## WHAT IS NEEDED
In the entries below, find the line containing "Note: annotate every instance of the road". Copy it and all lines after it, exactly, through the end.
************
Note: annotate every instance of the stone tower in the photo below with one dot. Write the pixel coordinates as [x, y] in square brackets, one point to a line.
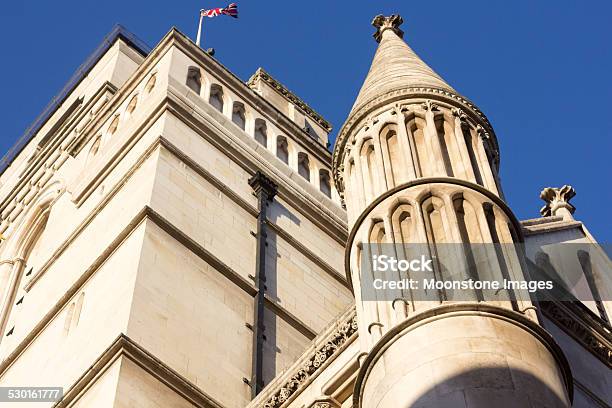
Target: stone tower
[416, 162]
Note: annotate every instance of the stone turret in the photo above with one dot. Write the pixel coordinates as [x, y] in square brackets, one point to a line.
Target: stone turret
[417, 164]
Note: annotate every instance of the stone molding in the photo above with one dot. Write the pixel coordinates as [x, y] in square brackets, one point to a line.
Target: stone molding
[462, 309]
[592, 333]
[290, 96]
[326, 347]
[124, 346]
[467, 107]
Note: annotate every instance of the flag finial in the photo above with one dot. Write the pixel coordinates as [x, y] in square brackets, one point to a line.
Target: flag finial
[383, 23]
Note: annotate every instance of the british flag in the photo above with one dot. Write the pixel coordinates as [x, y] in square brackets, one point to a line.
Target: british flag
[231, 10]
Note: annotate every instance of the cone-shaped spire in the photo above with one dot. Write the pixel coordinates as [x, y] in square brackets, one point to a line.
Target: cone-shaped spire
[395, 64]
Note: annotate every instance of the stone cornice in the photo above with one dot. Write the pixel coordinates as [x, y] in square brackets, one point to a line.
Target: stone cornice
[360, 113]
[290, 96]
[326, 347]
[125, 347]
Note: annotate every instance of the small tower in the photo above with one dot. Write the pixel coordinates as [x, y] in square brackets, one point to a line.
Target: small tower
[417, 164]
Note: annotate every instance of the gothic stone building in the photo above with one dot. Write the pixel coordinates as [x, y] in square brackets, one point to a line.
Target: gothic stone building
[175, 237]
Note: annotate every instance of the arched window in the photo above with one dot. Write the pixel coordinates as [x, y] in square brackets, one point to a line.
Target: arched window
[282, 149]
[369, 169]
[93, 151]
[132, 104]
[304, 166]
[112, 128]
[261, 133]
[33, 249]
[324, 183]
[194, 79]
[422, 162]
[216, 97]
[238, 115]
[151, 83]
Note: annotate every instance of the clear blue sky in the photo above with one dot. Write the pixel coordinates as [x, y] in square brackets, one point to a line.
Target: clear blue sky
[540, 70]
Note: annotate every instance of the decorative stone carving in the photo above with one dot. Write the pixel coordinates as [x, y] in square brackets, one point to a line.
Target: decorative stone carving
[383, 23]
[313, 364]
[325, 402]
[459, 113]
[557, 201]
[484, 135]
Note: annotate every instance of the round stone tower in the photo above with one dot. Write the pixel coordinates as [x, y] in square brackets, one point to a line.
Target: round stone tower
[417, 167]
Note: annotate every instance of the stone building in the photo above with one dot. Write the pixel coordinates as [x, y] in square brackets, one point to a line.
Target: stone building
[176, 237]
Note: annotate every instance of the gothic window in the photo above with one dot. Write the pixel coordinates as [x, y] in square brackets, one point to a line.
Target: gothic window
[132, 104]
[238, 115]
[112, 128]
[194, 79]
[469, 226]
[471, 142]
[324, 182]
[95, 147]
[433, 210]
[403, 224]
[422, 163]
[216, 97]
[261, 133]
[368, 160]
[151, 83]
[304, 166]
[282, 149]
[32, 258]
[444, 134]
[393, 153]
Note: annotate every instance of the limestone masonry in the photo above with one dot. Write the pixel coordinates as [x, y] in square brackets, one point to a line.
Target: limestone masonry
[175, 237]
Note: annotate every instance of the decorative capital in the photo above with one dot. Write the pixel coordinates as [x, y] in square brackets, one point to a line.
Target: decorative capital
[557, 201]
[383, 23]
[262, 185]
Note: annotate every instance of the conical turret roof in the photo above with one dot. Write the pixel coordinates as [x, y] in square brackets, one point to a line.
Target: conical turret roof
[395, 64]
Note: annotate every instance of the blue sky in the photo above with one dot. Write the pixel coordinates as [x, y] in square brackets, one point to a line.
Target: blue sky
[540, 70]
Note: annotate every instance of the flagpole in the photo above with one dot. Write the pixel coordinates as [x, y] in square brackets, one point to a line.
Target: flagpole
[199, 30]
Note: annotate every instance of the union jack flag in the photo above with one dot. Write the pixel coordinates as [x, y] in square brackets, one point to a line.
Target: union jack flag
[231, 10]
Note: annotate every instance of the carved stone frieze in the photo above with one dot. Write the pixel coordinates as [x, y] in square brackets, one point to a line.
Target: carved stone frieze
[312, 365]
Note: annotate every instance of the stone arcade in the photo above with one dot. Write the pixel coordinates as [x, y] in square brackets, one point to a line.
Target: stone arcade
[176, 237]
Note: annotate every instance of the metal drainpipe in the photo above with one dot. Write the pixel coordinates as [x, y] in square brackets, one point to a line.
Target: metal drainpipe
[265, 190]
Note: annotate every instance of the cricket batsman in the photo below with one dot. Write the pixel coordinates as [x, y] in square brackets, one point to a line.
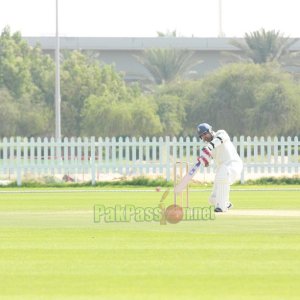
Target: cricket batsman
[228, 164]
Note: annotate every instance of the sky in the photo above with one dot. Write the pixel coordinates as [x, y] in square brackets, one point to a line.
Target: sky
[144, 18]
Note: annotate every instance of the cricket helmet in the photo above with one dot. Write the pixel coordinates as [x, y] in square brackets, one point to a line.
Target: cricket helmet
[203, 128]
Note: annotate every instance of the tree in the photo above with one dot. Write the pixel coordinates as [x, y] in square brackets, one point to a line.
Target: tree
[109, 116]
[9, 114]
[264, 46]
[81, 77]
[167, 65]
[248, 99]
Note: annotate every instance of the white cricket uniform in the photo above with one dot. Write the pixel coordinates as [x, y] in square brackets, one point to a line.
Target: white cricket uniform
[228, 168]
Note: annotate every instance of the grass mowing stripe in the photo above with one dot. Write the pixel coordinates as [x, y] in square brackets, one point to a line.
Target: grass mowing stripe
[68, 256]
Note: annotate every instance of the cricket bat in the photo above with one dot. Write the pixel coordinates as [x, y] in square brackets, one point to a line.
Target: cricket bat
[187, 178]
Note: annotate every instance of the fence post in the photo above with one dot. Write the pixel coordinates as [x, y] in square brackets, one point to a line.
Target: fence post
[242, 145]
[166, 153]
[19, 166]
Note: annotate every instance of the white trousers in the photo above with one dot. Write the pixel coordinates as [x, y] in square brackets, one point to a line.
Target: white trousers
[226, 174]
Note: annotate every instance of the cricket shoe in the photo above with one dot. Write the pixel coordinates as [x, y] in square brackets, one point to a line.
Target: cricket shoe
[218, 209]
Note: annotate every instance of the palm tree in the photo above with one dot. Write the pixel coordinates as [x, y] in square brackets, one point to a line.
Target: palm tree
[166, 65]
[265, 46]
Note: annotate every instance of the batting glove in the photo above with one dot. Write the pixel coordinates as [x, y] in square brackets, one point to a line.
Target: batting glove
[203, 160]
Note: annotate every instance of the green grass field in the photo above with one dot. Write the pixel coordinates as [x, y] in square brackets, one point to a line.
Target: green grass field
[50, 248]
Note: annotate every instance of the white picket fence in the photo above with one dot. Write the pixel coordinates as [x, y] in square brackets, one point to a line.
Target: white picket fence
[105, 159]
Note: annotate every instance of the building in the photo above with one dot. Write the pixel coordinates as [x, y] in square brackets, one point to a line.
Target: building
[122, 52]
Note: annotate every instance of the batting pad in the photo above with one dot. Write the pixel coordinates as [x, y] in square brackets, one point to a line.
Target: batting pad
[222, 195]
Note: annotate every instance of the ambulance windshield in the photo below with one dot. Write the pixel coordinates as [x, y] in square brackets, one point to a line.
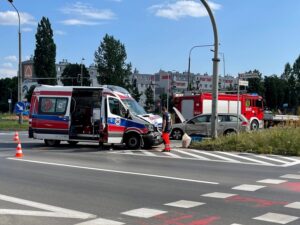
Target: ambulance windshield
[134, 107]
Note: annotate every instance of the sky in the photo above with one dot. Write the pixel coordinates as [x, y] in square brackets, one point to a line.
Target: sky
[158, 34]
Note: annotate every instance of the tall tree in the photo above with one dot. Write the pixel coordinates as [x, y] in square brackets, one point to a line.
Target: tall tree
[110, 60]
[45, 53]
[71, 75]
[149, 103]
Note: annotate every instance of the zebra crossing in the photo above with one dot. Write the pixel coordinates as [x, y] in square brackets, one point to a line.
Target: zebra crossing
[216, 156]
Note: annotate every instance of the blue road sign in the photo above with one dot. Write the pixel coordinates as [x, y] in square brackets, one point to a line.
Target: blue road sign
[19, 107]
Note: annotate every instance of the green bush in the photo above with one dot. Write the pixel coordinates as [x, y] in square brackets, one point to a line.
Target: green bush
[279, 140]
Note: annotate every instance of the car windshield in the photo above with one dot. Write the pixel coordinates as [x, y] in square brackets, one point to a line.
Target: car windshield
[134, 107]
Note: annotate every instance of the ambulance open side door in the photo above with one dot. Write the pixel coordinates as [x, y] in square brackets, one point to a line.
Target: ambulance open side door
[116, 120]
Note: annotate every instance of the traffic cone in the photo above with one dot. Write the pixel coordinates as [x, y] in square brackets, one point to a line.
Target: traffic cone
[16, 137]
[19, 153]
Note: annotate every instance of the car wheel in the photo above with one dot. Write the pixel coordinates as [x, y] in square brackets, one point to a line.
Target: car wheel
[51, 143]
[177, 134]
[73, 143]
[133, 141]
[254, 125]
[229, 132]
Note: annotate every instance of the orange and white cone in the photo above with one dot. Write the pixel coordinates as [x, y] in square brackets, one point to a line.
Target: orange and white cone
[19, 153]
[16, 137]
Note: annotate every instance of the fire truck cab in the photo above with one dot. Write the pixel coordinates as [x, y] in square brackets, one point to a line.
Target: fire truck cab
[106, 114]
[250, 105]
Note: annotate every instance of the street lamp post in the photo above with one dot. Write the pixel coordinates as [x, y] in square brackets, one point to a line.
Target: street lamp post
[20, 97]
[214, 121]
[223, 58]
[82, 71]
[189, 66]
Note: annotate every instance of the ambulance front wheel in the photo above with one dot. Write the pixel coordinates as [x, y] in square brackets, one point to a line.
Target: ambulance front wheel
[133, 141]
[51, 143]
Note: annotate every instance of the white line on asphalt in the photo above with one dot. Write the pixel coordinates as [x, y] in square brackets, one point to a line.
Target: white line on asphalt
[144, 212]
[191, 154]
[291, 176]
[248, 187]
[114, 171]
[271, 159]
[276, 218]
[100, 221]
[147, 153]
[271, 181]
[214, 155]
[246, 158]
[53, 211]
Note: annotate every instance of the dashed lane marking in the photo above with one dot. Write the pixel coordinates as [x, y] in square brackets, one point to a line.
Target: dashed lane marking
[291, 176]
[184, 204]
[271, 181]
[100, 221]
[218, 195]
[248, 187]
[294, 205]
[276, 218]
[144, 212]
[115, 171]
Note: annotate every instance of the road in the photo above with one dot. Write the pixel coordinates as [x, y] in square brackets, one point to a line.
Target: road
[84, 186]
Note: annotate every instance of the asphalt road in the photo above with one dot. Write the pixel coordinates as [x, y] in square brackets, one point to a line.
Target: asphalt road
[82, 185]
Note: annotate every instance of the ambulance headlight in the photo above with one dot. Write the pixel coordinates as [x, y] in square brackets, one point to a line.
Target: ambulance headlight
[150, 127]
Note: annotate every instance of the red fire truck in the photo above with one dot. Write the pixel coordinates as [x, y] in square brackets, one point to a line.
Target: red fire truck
************
## SOLUTION FOR THIS PROBLEM
Note: annotate every instance of the road in the photo above with one dot. Write the pixel coordinates as [x, y] in square brackets, one point to a line.
Target: road
[84, 186]
Note: annotate every instance of the asphalt road in the photo above with one dot. Write the pixel coordinates as [x, y] in square brackets, one point to a line.
Target: asphalt road
[82, 185]
Note: annotate every instance of the ambulance headlight in the photo above with one dot. Write the pixel coordinates as [x, y] in square brackets, one point to a line.
Target: ambulance headlight
[150, 127]
Note: annotate every instance of the red fire truck in the photo above with one dot. Write the pixel coordinates as [x, y] in square brackets, one point to a line.
Target: red fire truck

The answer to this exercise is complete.